◆ **What to produce**
Without including any images, please transcribe all the lines below exactly.

◆ **Entries provided**
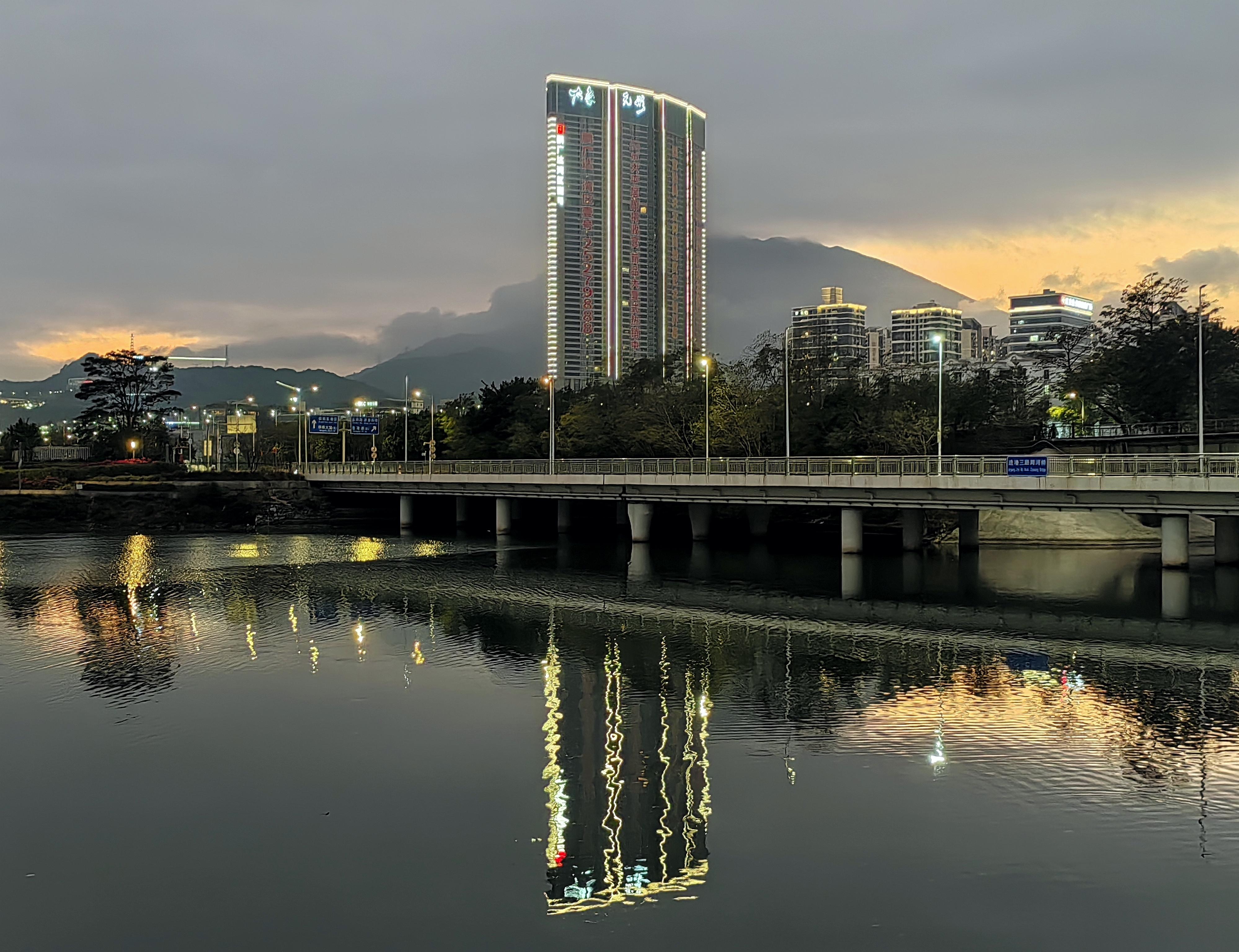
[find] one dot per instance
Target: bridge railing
(810, 467)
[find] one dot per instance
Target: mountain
(54, 398)
(753, 288)
(754, 284)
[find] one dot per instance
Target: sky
(307, 173)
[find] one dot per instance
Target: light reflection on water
(661, 728)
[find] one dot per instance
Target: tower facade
(625, 230)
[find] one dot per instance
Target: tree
(21, 438)
(1144, 368)
(126, 390)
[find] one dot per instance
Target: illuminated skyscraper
(625, 230)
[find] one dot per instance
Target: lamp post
(787, 393)
(297, 402)
(551, 386)
(938, 341)
(706, 364)
(1200, 373)
(1073, 395)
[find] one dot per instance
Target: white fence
(1221, 465)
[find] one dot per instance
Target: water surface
(256, 742)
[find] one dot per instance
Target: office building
(625, 230)
(828, 333)
(978, 342)
(879, 343)
(914, 332)
(1039, 320)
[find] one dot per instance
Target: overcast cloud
(261, 171)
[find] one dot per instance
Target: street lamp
(1073, 395)
(298, 409)
(938, 341)
(706, 366)
(1200, 374)
(787, 394)
(549, 383)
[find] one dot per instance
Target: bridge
(1171, 487)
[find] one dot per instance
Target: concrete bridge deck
(1171, 487)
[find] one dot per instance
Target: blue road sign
(1028, 466)
(325, 424)
(364, 425)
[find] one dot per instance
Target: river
(325, 742)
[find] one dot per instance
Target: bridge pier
(641, 566)
(759, 520)
(699, 518)
(969, 529)
(640, 517)
(853, 531)
(502, 517)
(1226, 540)
(1176, 595)
(914, 529)
(852, 575)
(1174, 543)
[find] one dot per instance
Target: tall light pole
(787, 393)
(706, 364)
(937, 340)
(1200, 373)
(297, 399)
(551, 386)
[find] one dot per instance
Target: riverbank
(171, 507)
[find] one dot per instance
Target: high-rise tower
(625, 230)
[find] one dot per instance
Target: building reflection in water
(627, 779)
(128, 652)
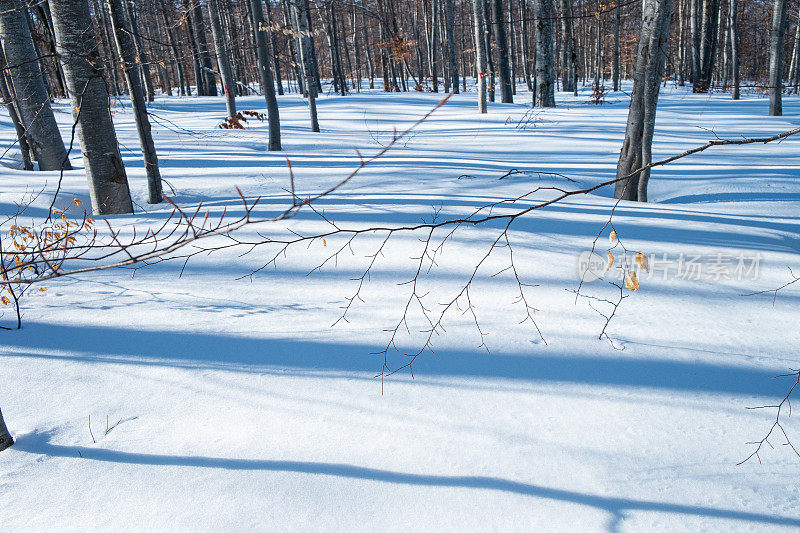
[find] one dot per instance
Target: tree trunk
(545, 87)
(206, 70)
(451, 43)
(11, 107)
(127, 51)
(480, 52)
(268, 85)
(300, 20)
(32, 100)
(615, 74)
(733, 24)
(501, 40)
(6, 440)
(569, 58)
(776, 58)
(708, 45)
(75, 43)
(636, 149)
(223, 59)
(142, 56)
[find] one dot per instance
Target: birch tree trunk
(451, 43)
(29, 91)
(480, 52)
(127, 51)
(650, 61)
(11, 107)
(776, 58)
(501, 39)
(733, 25)
(75, 43)
(569, 57)
(223, 60)
(545, 86)
(268, 85)
(708, 45)
(301, 22)
(6, 440)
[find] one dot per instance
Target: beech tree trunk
(708, 46)
(545, 78)
(480, 52)
(776, 58)
(6, 440)
(223, 59)
(569, 56)
(75, 43)
(28, 90)
(268, 85)
(501, 39)
(733, 25)
(650, 61)
(451, 43)
(127, 50)
(301, 23)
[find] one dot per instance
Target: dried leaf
(643, 262)
(631, 281)
(610, 261)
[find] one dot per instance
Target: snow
(243, 408)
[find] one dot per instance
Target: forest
(328, 265)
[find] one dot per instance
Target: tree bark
(776, 58)
(108, 183)
(31, 96)
(480, 52)
(268, 85)
(301, 22)
(451, 43)
(733, 24)
(636, 149)
(501, 39)
(6, 440)
(127, 51)
(223, 59)
(545, 86)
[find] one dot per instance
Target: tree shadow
(39, 444)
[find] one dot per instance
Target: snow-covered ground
(243, 409)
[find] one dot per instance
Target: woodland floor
(252, 412)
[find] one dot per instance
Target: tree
(480, 52)
(223, 59)
(708, 46)
(637, 146)
(776, 57)
(28, 90)
(75, 43)
(506, 88)
(6, 440)
(267, 84)
(545, 78)
(127, 50)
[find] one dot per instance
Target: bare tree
(223, 58)
(75, 43)
(637, 146)
(545, 78)
(776, 57)
(267, 83)
(28, 90)
(6, 440)
(480, 51)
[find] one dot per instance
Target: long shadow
(205, 350)
(38, 443)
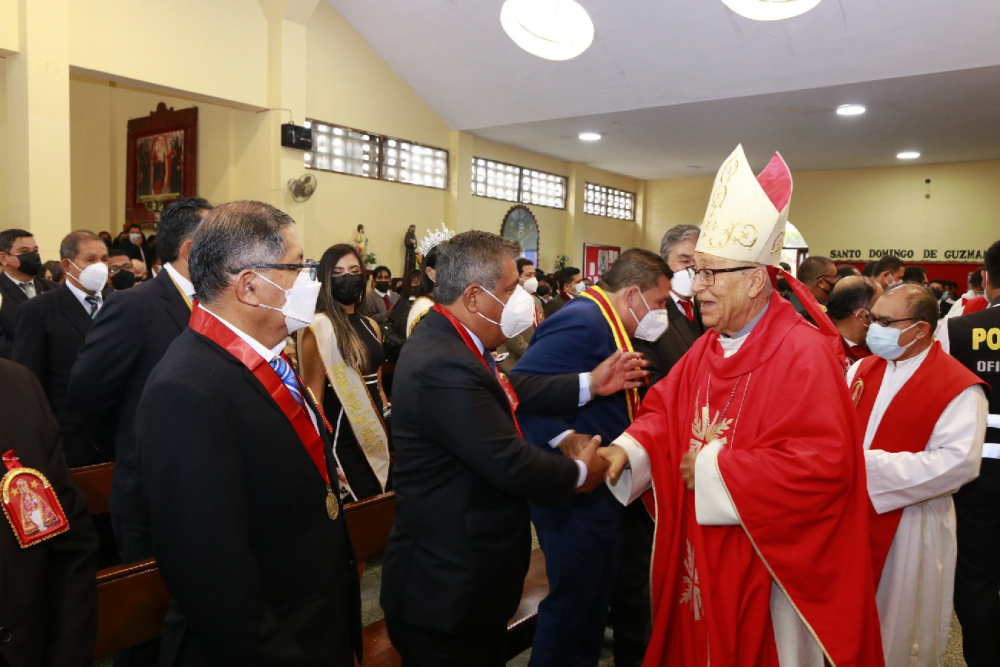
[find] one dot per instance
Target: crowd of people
(725, 463)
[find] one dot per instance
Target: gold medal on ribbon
(332, 505)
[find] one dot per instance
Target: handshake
(604, 464)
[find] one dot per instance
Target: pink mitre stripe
(776, 181)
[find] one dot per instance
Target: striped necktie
(94, 303)
(287, 376)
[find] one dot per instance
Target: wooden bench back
(95, 482)
(132, 602)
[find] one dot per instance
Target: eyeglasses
(885, 321)
(310, 265)
(708, 275)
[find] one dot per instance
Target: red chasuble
(793, 465)
(907, 424)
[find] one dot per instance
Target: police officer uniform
(974, 340)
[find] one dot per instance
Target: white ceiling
(685, 80)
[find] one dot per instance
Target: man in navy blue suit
(580, 536)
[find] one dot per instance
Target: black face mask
(31, 263)
(348, 289)
(123, 279)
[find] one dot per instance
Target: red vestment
(793, 466)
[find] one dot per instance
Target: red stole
(508, 388)
(794, 470)
(907, 424)
(212, 328)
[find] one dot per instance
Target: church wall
(860, 214)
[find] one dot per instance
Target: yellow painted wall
(864, 209)
(347, 83)
(216, 48)
(100, 112)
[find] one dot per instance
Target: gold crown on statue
(746, 216)
(433, 238)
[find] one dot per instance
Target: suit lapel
(74, 312)
(176, 306)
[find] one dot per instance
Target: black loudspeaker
(293, 136)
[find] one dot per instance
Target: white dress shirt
(583, 381)
(181, 281)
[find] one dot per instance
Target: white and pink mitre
(746, 216)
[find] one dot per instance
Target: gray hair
(70, 246)
(471, 258)
(675, 235)
(231, 237)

◆ **Task solution**
[find] one dot per instance
Target: bridge railing
(810, 467)
[find] one dot per instance
Target: mountain
(54, 398)
(753, 288)
(754, 284)
[find] one dot per instance
Target: sky
(307, 173)
[find] one dot per instance
Target: light reflection on water
(661, 728)
[find] one dot per instance
Target: tower facade
(625, 230)
[find] one dot per instance
Target: tree
(21, 438)
(1144, 368)
(126, 390)
[find] one dot per instance
Target: illuminated skyscraper
(625, 230)
[find] one dot per instance
Target: lamp post
(787, 393)
(297, 402)
(551, 386)
(938, 341)
(706, 364)
(1200, 373)
(1073, 395)
[find] one dot per instance
Target: white fence
(1221, 465)
[find] one dot per instance
Target: water surface
(256, 742)
[find] one dot per instance
Target: office building
(625, 230)
(828, 333)
(978, 342)
(879, 343)
(914, 332)
(1039, 320)
[find] one dot per instance
Target: overcast cloud
(261, 171)
[find] one dot per instance
Target: street lamp
(1073, 395)
(298, 409)
(938, 341)
(706, 366)
(1200, 374)
(787, 394)
(549, 383)
[find] one dot per instance
Target: bridge
(1171, 487)
[find] one dot per instance
Target: concrete bridge deck
(1171, 487)
[find] one dot per instance
Target: blue road sign
(1028, 466)
(325, 424)
(364, 425)
[find] one dot per instance
Target: river
(325, 742)
[find] one dot per instance
Target: bridge pier
(641, 566)
(759, 520)
(699, 518)
(969, 529)
(640, 517)
(853, 531)
(502, 517)
(1226, 540)
(1176, 595)
(914, 529)
(852, 575)
(1174, 543)
[find] one dot per instance
Target: tall light pole
(787, 393)
(706, 364)
(937, 340)
(1200, 373)
(297, 399)
(551, 386)
[find] one dot per instance
Target: riverbank
(171, 507)
[find] one dot per instance
Target: high-rise tower
(625, 230)
[find] one dot per instance
Target: building reflection in water
(627, 779)
(128, 652)
[find] one dot per instance
Target: tree trunk
(545, 87)
(206, 70)
(451, 43)
(11, 107)
(127, 51)
(480, 52)
(268, 85)
(300, 20)
(32, 100)
(615, 74)
(733, 24)
(501, 40)
(6, 440)
(569, 58)
(776, 58)
(708, 45)
(75, 43)
(636, 149)
(223, 59)
(142, 56)
[find] one dot per instance
Target: birch tree trunk
(451, 43)
(29, 91)
(480, 52)
(127, 51)
(650, 61)
(11, 107)
(776, 58)
(501, 39)
(733, 25)
(75, 43)
(569, 57)
(223, 60)
(545, 86)
(268, 85)
(708, 45)
(301, 22)
(6, 440)
[find] one dot per instance
Target: beech tree trunk
(708, 46)
(545, 78)
(480, 52)
(776, 58)
(6, 440)
(223, 59)
(569, 56)
(75, 43)
(28, 90)
(268, 85)
(501, 39)
(733, 25)
(650, 61)
(451, 43)
(127, 50)
(301, 23)
[find] one dot per instance
Target: dried leaf
(643, 262)
(631, 281)
(610, 261)
[find] one dot per instance
Target: snow
(243, 408)
[find] one dot per instance
Target: forest
(328, 265)
[find] one dot per instance
Target: tree bark
(776, 58)
(108, 183)
(31, 96)
(480, 52)
(268, 85)
(301, 22)
(451, 43)
(733, 24)
(636, 149)
(501, 39)
(6, 440)
(127, 51)
(223, 59)
(545, 86)
[find] one dot per instance
Target: tree shadow
(39, 444)
[find] one dot per instance
Target: snow-covered ground
(243, 409)
[find] one dot per instance
Target: woodland floor
(252, 412)
[find] one dot per instance
Target: tree
(480, 52)
(223, 59)
(708, 46)
(637, 146)
(776, 57)
(28, 90)
(75, 43)
(506, 88)
(6, 440)
(267, 84)
(545, 78)
(127, 50)
[find] one dot per instance
Target: bare tree
(223, 58)
(75, 43)
(637, 146)
(545, 78)
(776, 57)
(267, 83)
(28, 90)
(6, 440)
(480, 51)
[find] one dot per instance
Target: long shadow
(205, 350)
(38, 443)
[find] one dot per instance
Target: crowd of people
(725, 463)
[find] one dot per instance
Target: gold medal on ribbon
(332, 505)
[find] one dot per instance
Target: handshake
(604, 464)
[find] one dot per instance
Target: pink mitre stripe
(776, 181)
[find] one dot per instance
Target: striped necktie
(94, 303)
(287, 376)
[find] one dot per instance
Target: wooden bench back
(95, 482)
(132, 602)
[find] one dot per instance
Target: eyeglasses
(885, 321)
(310, 265)
(708, 275)
[find] one dot per instance
Target: red chasuble
(793, 465)
(907, 424)
[find] one dot per instance
Target: police officer uniform
(974, 340)
[find] one dot per instance
Target: white ceiling
(685, 80)
[find] one dot per instance
Target: man in navy blue suit
(580, 536)
[find] one dot per instance
Target: black face mask
(31, 263)
(348, 289)
(123, 279)
[find] one dot per instance
Target: red vestment
(793, 466)
[find] one dot per instance
Target: red stole
(508, 388)
(794, 470)
(907, 424)
(212, 328)
[find] one dot per instance
Target: church wall
(860, 214)
[find] one dot per instance
Target: yellow painted wall
(864, 209)
(347, 83)
(216, 48)
(100, 112)
[find] one dot per instance
Target: gold crown on statue
(746, 216)
(433, 238)
[find] one dot per instance
Target: suit lapel
(74, 312)
(176, 306)
[find] one dot per instance
Target: black loudspeaker
(293, 136)
[find] one dot per instance
Target: white dress shirt
(583, 381)
(181, 281)
[find] one dot per instance
Target: white and pink mitre
(746, 216)
[find] one dot per instance
Target: gray hair
(70, 246)
(471, 258)
(675, 235)
(231, 237)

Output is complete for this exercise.